▸ Required action
Print out the records precisely, keeping each line identical to its source.

▸ Records supplied
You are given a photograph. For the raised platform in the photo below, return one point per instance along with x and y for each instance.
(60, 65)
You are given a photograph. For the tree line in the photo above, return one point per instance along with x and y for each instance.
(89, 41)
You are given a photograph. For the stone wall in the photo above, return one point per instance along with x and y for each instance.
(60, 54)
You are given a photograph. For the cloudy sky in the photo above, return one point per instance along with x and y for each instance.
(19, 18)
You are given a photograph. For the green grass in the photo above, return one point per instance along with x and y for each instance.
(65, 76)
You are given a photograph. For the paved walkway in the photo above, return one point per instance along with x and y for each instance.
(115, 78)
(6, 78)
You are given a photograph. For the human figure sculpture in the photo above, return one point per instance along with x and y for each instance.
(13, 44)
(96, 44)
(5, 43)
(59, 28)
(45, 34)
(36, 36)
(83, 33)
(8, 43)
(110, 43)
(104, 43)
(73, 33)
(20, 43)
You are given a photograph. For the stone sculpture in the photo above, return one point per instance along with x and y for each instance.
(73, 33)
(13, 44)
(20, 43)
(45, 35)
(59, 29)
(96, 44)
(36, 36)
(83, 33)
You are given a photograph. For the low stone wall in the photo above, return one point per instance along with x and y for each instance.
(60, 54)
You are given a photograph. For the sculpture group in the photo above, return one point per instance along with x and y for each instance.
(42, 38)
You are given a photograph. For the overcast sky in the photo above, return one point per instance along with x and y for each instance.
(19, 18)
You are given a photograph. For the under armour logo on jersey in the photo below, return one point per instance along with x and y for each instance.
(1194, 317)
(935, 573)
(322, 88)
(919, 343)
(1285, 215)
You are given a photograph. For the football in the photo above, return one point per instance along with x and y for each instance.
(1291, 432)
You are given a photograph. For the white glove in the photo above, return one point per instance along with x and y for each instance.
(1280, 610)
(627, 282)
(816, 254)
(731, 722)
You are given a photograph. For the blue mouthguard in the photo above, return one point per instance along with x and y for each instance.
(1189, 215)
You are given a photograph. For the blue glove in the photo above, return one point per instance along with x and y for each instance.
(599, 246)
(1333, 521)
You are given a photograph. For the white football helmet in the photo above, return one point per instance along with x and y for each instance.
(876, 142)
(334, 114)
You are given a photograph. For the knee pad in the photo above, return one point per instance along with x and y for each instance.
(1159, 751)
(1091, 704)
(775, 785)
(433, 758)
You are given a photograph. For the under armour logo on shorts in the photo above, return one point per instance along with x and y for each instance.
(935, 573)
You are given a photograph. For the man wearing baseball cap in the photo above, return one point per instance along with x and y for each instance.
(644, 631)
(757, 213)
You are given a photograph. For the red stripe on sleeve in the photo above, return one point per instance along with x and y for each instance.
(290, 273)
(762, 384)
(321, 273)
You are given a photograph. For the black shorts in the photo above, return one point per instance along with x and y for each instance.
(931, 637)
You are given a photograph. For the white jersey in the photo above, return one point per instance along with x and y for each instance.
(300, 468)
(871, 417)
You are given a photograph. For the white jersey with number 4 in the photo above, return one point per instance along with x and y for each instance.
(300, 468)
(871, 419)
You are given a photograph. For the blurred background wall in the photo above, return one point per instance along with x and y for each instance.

▸ Result of the exercise
You are given a photograph. For the raised platform in the photo below, return one point per instance along with x and y for each instance.
(60, 65)
You are given a photograph. For the tree line in the photo above, return one point per instance along with x and y for each instance.
(89, 41)
You are given a photograph. For the stone wall in the photo above, return one point per instance along with x and y for each instance.
(60, 54)
You are given a photograph. For the cloudy sky in the photo above, return one point per instance along with x and y for each instance.
(19, 18)
You are given a photograph. For the green grass in the photo above, return one point per instance along with x and y for each instance.
(65, 76)
You are given a photograph. For the paved walkway in the photo above, return one point per instance along with x and y for each instance.
(115, 78)
(6, 78)
You are given a photograph. For the human figure sculpture in the photo above, return one point per instance along with x and y for each instance.
(13, 44)
(96, 44)
(5, 43)
(59, 28)
(45, 34)
(36, 36)
(83, 33)
(8, 43)
(110, 43)
(104, 43)
(73, 33)
(20, 43)
You are given a photograph. For the stone sculpture in the photo above, return one point per instance along with x and y for each instance.
(73, 33)
(13, 44)
(20, 43)
(45, 35)
(59, 29)
(96, 44)
(36, 36)
(83, 33)
You are given a photograph. For the low stone wall in the photo above, return one point per instance along with x and y for each instance.
(60, 54)
You are given a photograph. For the sculpture group in the photo above, return one point per instance along with x and y for each instance.
(42, 38)
You are given a photograph. For the overcast sky in the photo above, return one point per instance along with x and y for each instance.
(19, 18)
You are given a photograph. For the under armour logo on jersey in the photo below, return one point per instance along with x and y for each instance.
(1194, 317)
(935, 573)
(322, 88)
(919, 343)
(1285, 215)
You are given a photograph. For the football in the photo above, return one point per instance along with x and y for each instance.
(1291, 432)
You are given a photograph. For the white glove in the photo above, return one point per instance along with x and y for each instance.
(1280, 610)
(627, 282)
(816, 254)
(731, 722)
You are given a photograph. For the blue mouthguard in the photo above, return one point per instance along with x and y for each instance.
(1189, 215)
You are given a photograph. For the blue glove in the photo above, return one point per instance along with x and y for each instance.
(599, 246)
(1333, 521)
You are given a photograph. For the white football helmet in the photo above, return one point per instance along with x and y for each instance.
(876, 142)
(334, 114)
You are given a photograph. For the knee pad in the photo above, return one point per instance along with x and y for each instance.
(1159, 751)
(1091, 704)
(775, 785)
(433, 758)
You are given a photograph. For the under armour logo on shorts in the photo above, return one point per instance along with x and y for each instance.
(935, 573)
You are given a photograph. For the man wearing baseball cap in the photo above, return one point per instance along with x and y for each instance.
(644, 631)
(757, 213)
You are given a photograph. For the red stripe on sleeve in the photo above, return one point per instance along with x and y for each instance.
(290, 273)
(762, 384)
(321, 273)
You are given a photograph. For the black shorts in the photo above, return one point per instance along with x and y for each instance.
(931, 637)
You are given a photograph. For the white jersey in the photo above, return one point per instance along with x and y for each instance.
(300, 468)
(871, 417)
You are given a photograph. For the white jersey with number 4 in the photo above, return one point per instance along with x and y for each instance.
(300, 468)
(871, 419)
You are given a photograph. For the blurred background wall in the photo above, return one point per instance along with x and y for each instance.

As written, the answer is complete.